# Work instructions
Reproduce all of the material below word for word, leaving nothing out and changing nothing.

# Record excerpts
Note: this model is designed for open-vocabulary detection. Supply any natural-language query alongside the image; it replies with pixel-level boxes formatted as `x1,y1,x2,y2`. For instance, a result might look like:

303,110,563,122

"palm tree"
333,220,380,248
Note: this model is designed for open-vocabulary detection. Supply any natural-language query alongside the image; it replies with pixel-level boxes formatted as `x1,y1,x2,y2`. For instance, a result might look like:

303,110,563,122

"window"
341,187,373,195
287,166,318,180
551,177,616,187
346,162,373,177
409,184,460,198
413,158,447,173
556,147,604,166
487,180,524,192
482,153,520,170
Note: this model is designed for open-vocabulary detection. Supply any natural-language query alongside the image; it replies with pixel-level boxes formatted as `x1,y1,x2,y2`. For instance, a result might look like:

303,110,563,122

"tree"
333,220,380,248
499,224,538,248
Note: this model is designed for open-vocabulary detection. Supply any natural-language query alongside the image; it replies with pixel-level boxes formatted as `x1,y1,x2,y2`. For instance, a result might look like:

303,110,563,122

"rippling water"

# Complete response
Note: this model is designed for open-vocabulary detection. Supply any natural-language query alongside the image; it replies with pixel-level boxes formatted as `x1,y1,x2,y2`. For instance, a result might look like:

303,110,563,122

"palm tree"
333,220,380,248
Note: this model is designed for open-vocabulary detection. Supply any natural-language query alongside the image; it replies with pixel-level boxes formatted as `x1,y1,x2,y2`. For instance, a result might look like:

303,110,563,122

"window"
341,187,373,195
287,166,318,180
551,177,616,187
346,162,373,177
409,184,460,198
413,158,447,173
556,147,604,166
487,180,524,192
482,153,520,170
Note: this model is designed for open-vocabulary detection. Supply any natural-language query alongside the image; it replies with pixel-level boxes formatted as `x1,y1,x2,y2`. For instance, a result might look like:

303,110,563,122

"tree"
333,220,380,248
499,224,538,248
Note: this model is designed for open-vocabulary detection. Supply any natural-language query alongside the image; it replies with pixel-level boxes formatted as `x1,y1,x2,y2`. For instance, a result might look like:

303,110,563,122

"rippling water"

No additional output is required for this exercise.